▶ _Exercise directions_
Copy the records from their start through the line with "positive clicks: (355, 412) (379, 425)", changing "rough mask" to "coarse mask" everywhere and keeping everything else the same. Leave the pictures out.

▶ _Data section_

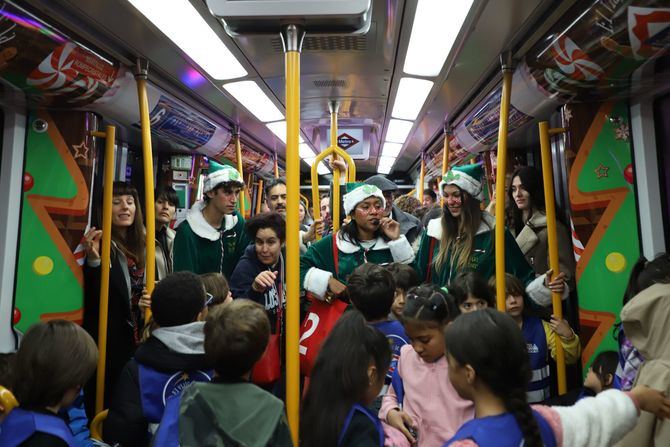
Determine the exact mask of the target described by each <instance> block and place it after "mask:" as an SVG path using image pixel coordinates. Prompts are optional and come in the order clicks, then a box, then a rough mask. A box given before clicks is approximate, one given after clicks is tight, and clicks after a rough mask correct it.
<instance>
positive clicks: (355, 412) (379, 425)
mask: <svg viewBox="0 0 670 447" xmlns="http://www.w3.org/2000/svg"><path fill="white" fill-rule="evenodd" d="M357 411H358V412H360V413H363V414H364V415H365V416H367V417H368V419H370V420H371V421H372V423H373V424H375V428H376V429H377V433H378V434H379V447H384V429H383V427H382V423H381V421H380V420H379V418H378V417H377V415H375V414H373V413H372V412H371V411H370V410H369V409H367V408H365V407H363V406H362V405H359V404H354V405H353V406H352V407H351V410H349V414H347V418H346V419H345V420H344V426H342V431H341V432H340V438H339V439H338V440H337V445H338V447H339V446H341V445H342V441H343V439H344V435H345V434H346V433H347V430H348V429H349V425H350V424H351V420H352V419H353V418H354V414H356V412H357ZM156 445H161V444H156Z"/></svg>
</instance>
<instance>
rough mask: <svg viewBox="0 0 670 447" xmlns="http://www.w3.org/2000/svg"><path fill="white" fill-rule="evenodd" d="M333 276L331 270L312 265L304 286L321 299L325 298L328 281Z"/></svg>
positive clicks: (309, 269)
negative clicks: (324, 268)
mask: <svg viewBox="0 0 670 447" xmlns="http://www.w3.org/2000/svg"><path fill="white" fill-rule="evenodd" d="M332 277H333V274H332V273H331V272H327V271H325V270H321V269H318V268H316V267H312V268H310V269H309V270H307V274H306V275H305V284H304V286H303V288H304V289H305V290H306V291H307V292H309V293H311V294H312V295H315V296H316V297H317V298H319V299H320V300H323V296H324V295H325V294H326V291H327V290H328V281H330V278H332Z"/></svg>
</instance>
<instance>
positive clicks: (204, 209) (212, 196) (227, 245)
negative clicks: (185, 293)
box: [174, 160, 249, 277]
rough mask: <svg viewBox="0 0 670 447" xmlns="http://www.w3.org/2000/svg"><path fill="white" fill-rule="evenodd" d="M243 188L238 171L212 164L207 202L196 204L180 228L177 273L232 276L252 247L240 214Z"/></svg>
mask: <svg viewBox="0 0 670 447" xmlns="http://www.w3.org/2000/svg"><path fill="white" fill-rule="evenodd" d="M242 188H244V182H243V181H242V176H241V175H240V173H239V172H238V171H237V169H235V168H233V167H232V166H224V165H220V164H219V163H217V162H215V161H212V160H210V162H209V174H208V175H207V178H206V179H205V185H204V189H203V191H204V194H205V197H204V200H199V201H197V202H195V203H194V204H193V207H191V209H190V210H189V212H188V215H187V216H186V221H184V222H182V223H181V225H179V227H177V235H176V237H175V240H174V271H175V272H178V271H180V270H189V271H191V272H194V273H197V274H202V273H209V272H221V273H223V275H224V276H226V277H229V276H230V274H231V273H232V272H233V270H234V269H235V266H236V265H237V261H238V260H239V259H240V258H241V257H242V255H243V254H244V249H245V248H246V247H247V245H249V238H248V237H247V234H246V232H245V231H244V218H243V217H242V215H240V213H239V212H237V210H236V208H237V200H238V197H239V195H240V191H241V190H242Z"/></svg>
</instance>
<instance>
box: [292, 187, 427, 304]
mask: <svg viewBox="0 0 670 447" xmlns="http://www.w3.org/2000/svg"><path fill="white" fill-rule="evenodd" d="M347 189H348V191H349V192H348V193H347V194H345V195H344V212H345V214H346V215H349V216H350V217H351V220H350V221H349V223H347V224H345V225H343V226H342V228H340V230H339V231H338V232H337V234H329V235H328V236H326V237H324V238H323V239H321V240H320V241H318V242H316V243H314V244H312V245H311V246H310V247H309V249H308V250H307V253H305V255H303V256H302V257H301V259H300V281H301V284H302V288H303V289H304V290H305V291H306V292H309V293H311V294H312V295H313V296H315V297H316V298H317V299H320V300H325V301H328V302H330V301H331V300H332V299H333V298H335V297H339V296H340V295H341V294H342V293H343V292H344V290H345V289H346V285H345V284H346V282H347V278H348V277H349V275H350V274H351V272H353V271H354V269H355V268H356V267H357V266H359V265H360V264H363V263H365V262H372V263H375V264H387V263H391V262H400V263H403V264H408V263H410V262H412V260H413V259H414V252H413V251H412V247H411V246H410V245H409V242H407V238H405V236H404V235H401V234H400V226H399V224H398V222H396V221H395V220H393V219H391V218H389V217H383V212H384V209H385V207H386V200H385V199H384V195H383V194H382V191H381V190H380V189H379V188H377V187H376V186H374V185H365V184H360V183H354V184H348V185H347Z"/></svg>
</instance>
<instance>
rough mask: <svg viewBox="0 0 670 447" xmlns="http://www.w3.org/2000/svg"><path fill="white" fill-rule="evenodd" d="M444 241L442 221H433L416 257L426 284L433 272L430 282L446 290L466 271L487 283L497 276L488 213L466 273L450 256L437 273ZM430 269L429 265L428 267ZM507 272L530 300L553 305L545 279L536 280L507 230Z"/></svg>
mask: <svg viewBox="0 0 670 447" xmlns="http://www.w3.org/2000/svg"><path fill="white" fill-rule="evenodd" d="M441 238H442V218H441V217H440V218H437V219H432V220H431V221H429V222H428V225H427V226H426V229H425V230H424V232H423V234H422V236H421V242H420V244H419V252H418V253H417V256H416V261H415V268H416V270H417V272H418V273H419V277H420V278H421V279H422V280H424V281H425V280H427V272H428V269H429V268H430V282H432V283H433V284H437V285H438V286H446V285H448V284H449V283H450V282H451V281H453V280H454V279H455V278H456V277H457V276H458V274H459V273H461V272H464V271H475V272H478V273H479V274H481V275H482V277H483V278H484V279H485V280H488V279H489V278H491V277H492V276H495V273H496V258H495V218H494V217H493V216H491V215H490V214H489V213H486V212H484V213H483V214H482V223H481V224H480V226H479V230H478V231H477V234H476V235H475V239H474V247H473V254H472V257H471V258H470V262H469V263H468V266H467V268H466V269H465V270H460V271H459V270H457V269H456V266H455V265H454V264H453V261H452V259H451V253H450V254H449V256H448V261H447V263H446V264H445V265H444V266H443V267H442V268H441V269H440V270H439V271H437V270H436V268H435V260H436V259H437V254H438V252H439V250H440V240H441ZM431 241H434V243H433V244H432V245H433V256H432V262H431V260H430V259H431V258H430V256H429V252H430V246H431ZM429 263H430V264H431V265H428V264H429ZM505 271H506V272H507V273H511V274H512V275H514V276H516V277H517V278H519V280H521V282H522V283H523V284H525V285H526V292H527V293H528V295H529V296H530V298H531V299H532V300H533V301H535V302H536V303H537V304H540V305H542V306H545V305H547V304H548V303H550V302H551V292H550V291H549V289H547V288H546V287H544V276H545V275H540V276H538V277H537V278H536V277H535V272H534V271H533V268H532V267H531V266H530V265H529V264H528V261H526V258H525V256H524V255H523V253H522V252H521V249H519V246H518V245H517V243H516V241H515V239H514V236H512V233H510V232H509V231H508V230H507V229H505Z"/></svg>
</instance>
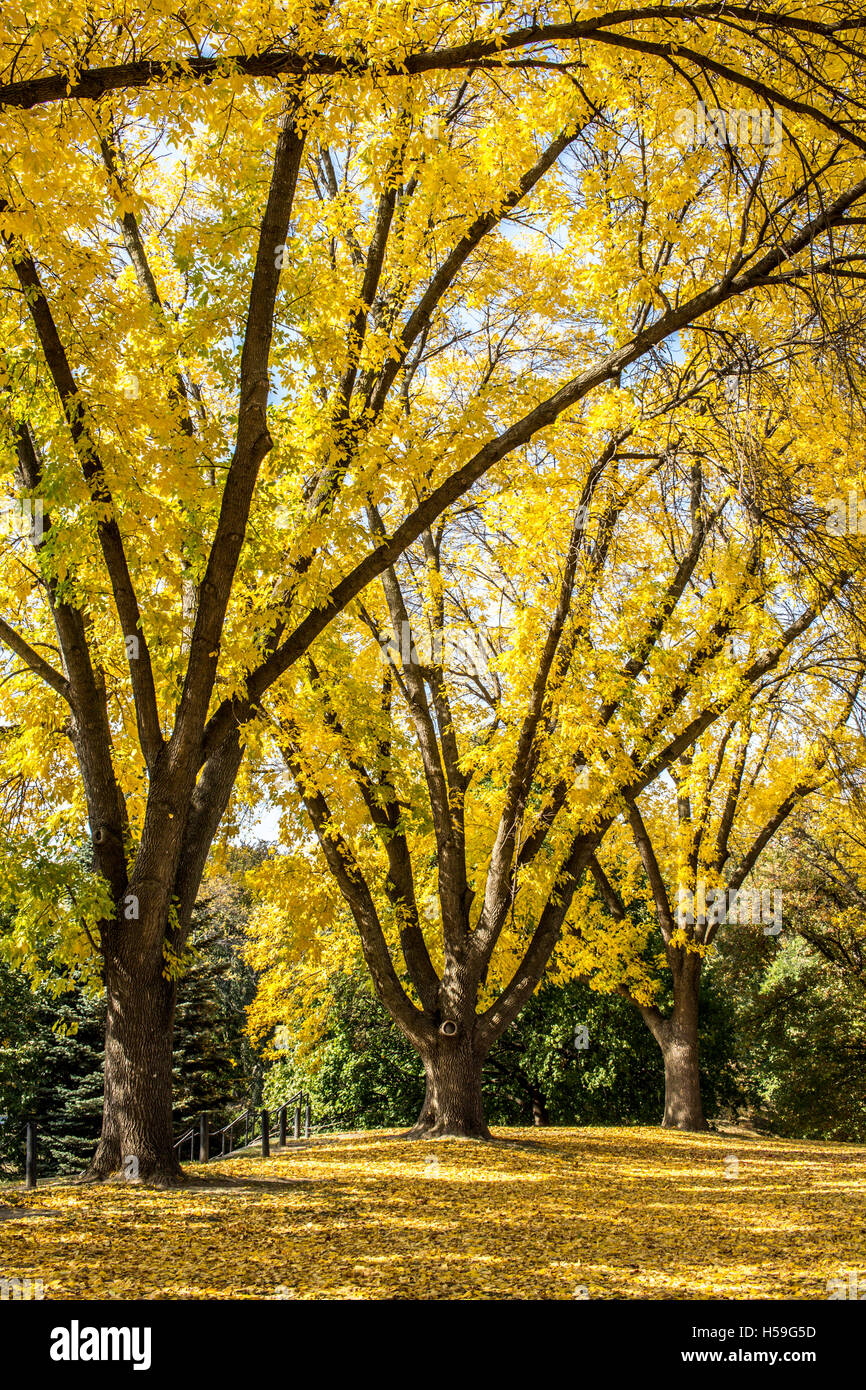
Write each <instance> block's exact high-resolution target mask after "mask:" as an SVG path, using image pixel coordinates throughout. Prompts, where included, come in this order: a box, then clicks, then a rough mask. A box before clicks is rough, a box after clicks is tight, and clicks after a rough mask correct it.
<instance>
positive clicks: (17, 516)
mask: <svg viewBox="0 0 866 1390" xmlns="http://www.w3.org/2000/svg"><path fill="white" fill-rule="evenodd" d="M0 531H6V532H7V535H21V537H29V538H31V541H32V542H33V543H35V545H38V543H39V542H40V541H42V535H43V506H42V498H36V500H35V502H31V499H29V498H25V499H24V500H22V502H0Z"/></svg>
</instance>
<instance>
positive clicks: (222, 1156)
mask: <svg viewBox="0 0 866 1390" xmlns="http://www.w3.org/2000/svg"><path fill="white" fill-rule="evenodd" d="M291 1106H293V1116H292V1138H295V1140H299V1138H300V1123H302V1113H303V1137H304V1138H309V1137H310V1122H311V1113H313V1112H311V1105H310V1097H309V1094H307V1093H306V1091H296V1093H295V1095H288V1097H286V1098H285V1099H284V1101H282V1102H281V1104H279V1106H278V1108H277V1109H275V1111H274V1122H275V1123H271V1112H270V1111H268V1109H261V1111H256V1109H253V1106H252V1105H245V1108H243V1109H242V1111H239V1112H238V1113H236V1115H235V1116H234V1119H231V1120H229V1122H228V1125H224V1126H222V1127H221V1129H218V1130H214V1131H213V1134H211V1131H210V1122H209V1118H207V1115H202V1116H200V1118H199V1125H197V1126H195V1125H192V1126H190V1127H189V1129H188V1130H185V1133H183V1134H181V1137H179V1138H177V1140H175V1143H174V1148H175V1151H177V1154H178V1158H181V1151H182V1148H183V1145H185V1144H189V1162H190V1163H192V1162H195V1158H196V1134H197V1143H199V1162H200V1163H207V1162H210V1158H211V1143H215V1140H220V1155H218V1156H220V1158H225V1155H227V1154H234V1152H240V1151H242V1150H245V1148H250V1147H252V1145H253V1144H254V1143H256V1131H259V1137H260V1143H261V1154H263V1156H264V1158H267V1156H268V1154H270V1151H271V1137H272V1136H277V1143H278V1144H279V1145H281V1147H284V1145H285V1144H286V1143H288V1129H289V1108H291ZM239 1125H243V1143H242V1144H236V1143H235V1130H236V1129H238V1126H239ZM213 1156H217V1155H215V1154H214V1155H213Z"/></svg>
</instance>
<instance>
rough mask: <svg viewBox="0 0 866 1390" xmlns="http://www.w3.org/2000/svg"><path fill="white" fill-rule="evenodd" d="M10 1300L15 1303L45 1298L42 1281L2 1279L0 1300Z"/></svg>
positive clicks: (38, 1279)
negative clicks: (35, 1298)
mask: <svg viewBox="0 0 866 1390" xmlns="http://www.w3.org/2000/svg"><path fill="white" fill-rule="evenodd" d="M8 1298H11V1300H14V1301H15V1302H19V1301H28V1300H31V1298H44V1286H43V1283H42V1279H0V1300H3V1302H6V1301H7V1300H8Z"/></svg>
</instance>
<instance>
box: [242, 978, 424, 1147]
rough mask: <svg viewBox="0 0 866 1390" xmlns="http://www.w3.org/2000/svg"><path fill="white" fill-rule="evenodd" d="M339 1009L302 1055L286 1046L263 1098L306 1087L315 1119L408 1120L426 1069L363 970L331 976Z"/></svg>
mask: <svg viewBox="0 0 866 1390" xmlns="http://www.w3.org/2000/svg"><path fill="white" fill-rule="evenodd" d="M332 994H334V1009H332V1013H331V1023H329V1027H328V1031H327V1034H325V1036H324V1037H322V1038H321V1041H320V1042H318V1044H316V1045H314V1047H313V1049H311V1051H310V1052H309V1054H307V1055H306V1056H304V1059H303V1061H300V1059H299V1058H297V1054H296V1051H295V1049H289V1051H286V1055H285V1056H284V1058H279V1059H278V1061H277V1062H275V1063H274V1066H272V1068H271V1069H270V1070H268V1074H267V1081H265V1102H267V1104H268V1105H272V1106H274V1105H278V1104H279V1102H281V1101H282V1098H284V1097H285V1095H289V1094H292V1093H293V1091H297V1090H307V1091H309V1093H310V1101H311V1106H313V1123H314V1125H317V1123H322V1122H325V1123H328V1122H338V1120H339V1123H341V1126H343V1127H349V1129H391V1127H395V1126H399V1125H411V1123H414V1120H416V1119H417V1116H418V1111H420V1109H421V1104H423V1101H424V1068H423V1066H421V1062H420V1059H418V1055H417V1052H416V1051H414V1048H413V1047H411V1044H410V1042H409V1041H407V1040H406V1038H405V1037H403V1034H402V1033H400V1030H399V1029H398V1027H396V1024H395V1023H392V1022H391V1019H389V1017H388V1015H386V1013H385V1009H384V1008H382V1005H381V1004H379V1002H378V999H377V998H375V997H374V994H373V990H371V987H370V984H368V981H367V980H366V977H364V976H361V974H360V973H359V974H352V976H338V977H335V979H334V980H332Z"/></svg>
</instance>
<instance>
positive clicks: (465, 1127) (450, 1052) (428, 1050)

▶ _Exercise solution_
Determine the exact mask of the target described by each <instance> block and place it after "mask:" as an SVG path using image pixel coordinates. Prompts are optional and come in the order clicks, then a box, then a coarse mask. A box given before clicks is approximate, one given after clicks is tight, and clicks after a coarse mask correct it.
<instance>
positive clicks: (355, 412) (379, 425)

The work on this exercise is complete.